(Records excerpted from a collection)
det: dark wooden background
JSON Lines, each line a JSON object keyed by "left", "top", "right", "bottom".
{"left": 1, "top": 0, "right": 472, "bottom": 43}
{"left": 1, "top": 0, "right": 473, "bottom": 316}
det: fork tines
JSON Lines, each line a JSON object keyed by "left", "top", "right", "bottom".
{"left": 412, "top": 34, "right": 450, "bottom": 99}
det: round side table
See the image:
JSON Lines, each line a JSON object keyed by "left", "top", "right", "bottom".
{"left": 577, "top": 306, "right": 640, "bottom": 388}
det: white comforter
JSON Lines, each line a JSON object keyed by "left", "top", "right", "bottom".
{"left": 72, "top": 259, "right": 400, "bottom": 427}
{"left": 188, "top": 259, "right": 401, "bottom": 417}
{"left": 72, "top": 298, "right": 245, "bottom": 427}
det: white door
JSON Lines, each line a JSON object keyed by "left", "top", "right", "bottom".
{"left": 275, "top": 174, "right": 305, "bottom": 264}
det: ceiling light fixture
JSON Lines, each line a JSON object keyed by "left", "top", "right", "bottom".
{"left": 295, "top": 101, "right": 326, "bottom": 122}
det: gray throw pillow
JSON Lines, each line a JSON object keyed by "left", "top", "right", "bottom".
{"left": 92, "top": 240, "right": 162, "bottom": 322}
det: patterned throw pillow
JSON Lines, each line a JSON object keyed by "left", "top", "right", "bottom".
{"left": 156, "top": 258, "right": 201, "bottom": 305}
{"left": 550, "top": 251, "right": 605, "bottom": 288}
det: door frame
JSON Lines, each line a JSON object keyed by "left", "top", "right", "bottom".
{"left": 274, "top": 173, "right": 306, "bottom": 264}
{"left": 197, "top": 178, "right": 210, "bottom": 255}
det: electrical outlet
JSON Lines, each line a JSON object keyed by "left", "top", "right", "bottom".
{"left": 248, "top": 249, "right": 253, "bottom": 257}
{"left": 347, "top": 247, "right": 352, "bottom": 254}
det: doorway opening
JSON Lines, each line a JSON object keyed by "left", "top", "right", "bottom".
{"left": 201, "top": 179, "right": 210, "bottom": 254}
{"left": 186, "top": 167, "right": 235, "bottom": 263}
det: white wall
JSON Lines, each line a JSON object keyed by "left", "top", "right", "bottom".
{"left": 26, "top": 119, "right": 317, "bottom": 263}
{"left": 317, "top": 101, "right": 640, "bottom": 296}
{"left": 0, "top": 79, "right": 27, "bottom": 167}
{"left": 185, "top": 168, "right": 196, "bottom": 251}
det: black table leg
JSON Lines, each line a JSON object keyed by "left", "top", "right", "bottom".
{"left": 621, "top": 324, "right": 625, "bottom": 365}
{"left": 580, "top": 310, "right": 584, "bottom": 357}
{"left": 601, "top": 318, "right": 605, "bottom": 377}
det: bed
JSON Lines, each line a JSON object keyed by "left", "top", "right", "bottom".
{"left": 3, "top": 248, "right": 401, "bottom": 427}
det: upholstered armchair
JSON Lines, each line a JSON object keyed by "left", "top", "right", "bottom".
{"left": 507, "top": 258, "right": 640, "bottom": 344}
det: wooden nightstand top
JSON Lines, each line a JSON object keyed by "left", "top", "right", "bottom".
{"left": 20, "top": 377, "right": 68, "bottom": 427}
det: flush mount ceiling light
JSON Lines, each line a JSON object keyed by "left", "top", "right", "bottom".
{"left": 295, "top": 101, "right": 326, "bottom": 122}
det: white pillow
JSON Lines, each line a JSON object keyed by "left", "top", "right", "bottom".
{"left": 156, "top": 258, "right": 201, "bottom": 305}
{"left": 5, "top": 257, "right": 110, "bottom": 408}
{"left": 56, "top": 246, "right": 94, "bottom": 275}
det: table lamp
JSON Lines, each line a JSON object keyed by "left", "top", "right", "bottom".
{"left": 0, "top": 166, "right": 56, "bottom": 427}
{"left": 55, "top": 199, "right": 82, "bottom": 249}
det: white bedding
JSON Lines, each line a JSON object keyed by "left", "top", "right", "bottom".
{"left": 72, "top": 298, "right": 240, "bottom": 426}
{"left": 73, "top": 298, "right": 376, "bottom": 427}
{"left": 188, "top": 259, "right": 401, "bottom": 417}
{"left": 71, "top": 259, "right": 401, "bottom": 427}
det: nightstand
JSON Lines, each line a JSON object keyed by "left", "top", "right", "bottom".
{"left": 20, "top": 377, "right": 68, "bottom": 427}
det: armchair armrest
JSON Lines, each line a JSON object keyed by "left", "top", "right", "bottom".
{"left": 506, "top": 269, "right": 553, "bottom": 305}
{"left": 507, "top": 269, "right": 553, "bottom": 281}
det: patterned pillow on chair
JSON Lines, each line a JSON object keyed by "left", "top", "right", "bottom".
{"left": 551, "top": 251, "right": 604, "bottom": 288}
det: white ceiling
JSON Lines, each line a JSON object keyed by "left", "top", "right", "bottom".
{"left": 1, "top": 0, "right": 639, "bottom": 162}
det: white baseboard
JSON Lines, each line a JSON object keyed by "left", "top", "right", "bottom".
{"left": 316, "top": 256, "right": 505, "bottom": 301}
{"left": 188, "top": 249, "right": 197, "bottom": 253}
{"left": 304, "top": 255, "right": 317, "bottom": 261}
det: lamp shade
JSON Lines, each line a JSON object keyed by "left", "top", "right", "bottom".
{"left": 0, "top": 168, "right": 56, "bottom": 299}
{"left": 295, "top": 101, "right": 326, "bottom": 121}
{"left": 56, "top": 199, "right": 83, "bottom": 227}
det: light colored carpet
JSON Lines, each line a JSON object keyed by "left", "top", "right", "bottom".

_TASK REQUIREMENTS_.
Look back at the entries above and repeat, unchanged, every line from the line holding "det: fork tines" through the line holding "det: patterned throw pillow".

_RESULT_.
det: fork tines
JSON Lines, each line a JSON object keyed by "left", "top", "right", "bottom".
{"left": 412, "top": 34, "right": 450, "bottom": 99}
det: round side table
See the image:
JSON Lines, each line a JSON object keyed by "left", "top", "right", "bottom".
{"left": 577, "top": 306, "right": 640, "bottom": 388}
det: white comforter
JSON Lines, each line a JSON object keyed by "left", "top", "right", "bottom".
{"left": 72, "top": 259, "right": 400, "bottom": 427}
{"left": 188, "top": 259, "right": 401, "bottom": 417}
{"left": 72, "top": 298, "right": 245, "bottom": 427}
det: white door
JSON Lines, each line a JSON object keyed by "left", "top", "right", "bottom".
{"left": 275, "top": 174, "right": 305, "bottom": 264}
det: ceiling light fixture
JSON Lines, each line a JSON object keyed by "left", "top", "right", "bottom".
{"left": 295, "top": 101, "right": 326, "bottom": 122}
det: gray throw pillow
JSON Lines, each line a JSON object keyed by "left", "top", "right", "bottom".
{"left": 92, "top": 240, "right": 162, "bottom": 322}
det: patterned throw pillow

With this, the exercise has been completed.